[BEGIN Data shown]

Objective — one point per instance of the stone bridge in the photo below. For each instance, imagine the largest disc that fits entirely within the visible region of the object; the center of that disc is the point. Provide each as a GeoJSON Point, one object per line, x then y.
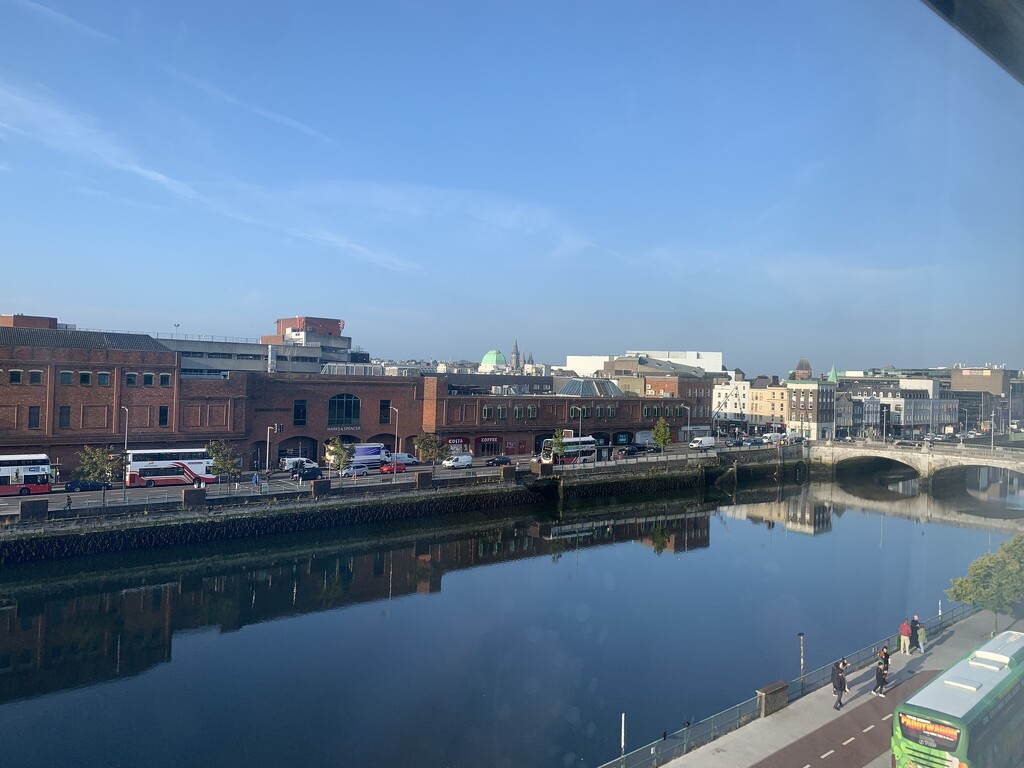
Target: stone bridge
{"type": "Point", "coordinates": [927, 459]}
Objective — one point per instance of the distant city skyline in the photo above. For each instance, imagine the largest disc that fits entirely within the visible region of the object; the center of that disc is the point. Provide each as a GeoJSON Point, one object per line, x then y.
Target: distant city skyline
{"type": "Point", "coordinates": [840, 181]}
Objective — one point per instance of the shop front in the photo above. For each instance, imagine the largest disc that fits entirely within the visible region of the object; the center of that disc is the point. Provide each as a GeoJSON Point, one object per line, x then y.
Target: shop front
{"type": "Point", "coordinates": [488, 445]}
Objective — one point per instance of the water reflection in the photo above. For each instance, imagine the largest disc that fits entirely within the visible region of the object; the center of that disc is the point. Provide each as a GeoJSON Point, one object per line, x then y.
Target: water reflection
{"type": "Point", "coordinates": [514, 642]}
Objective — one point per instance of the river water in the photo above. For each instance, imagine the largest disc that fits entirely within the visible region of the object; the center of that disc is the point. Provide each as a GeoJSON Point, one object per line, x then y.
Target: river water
{"type": "Point", "coordinates": [514, 642]}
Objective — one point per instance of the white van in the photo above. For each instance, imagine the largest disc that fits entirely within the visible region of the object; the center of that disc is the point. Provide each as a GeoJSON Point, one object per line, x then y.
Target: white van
{"type": "Point", "coordinates": [295, 463]}
{"type": "Point", "coordinates": [459, 461]}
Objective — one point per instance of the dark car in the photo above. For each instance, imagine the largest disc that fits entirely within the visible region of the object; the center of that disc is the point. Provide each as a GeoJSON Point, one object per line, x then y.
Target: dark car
{"type": "Point", "coordinates": [76, 485]}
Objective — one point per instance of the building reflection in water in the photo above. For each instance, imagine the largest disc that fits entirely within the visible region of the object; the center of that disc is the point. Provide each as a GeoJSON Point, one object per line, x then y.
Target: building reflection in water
{"type": "Point", "coordinates": [54, 641]}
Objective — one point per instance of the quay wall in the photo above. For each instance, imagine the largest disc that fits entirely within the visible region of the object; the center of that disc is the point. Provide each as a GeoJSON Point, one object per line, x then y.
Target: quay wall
{"type": "Point", "coordinates": [197, 519]}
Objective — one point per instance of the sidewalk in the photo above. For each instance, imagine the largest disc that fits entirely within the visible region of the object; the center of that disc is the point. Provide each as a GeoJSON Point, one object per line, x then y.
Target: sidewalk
{"type": "Point", "coordinates": [811, 732]}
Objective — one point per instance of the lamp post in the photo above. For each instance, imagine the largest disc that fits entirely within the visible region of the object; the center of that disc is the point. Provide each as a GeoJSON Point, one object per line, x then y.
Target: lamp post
{"type": "Point", "coordinates": [124, 469]}
{"type": "Point", "coordinates": [271, 428]}
{"type": "Point", "coordinates": [397, 448]}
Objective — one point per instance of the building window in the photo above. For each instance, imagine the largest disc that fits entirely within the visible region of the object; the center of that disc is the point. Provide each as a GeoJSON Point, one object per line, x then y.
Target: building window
{"type": "Point", "coordinates": [299, 414]}
{"type": "Point", "coordinates": [343, 410]}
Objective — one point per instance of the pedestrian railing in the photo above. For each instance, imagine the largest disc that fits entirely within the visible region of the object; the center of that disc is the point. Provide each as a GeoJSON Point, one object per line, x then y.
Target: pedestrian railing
{"type": "Point", "coordinates": [692, 735]}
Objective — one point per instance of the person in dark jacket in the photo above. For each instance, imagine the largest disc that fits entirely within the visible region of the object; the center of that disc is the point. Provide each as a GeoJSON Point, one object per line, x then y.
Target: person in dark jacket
{"type": "Point", "coordinates": [839, 682]}
{"type": "Point", "coordinates": [880, 679]}
{"type": "Point", "coordinates": [914, 630]}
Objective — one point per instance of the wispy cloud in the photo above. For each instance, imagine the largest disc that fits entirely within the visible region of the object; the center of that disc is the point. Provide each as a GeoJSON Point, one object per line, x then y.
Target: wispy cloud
{"type": "Point", "coordinates": [39, 118]}
{"type": "Point", "coordinates": [273, 117]}
{"type": "Point", "coordinates": [65, 20]}
{"type": "Point", "coordinates": [202, 85]}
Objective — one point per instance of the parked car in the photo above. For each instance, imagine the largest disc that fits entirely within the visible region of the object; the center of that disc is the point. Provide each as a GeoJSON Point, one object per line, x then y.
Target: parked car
{"type": "Point", "coordinates": [77, 485]}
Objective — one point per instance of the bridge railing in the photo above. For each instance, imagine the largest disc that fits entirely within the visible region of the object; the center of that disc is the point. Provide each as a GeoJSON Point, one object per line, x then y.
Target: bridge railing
{"type": "Point", "coordinates": [693, 735]}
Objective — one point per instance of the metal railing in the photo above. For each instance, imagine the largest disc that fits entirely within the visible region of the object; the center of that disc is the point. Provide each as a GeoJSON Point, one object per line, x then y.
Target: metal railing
{"type": "Point", "coordinates": [691, 736]}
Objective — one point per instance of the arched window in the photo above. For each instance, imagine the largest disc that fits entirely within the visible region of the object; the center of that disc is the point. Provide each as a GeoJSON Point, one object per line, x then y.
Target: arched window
{"type": "Point", "coordinates": [343, 410]}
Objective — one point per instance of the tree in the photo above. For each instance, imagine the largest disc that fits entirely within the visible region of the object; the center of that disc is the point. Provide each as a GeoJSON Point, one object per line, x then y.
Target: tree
{"type": "Point", "coordinates": [225, 461]}
{"type": "Point", "coordinates": [97, 465]}
{"type": "Point", "coordinates": [994, 581]}
{"type": "Point", "coordinates": [337, 453]}
{"type": "Point", "coordinates": [430, 448]}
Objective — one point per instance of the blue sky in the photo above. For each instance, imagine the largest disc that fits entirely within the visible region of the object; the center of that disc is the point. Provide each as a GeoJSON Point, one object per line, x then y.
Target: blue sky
{"type": "Point", "coordinates": [841, 180]}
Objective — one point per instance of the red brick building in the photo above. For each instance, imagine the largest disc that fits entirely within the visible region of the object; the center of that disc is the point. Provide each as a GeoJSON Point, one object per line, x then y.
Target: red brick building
{"type": "Point", "coordinates": [62, 389]}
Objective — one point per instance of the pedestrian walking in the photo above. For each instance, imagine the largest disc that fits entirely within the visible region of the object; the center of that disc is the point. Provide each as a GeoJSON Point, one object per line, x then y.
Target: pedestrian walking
{"type": "Point", "coordinates": [914, 632]}
{"type": "Point", "coordinates": [884, 656]}
{"type": "Point", "coordinates": [839, 682]}
{"type": "Point", "coordinates": [880, 680]}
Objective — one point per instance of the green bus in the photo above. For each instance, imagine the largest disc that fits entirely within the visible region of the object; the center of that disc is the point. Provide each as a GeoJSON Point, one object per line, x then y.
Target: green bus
{"type": "Point", "coordinates": [971, 716]}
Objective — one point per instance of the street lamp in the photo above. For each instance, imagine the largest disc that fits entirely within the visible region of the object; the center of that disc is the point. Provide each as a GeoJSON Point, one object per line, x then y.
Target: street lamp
{"type": "Point", "coordinates": [272, 428]}
{"type": "Point", "coordinates": [395, 438]}
{"type": "Point", "coordinates": [124, 469]}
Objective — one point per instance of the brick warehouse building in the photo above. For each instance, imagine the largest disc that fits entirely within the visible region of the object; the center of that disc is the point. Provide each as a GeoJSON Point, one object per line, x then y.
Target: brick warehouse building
{"type": "Point", "coordinates": [64, 389]}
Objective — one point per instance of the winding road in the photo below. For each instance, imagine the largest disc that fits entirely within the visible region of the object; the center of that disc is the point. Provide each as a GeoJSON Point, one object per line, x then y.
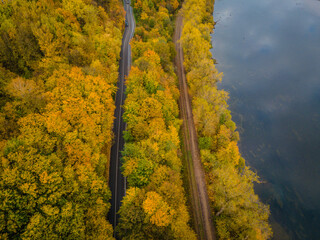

[END Data shown]

_Requirements_
From the records above, collect every line that contains the word "street". Count a line only when the letters match in case.

_Answer to this exercise_
Objective — one point per instance of the street lamp in the photo above. For each instance, imagine the largest disc that fits entirely within the visible region of the object; the center of that disc is the point. Provide each as a GeoJSON Point, one object per line, x then y.
Target: street lamp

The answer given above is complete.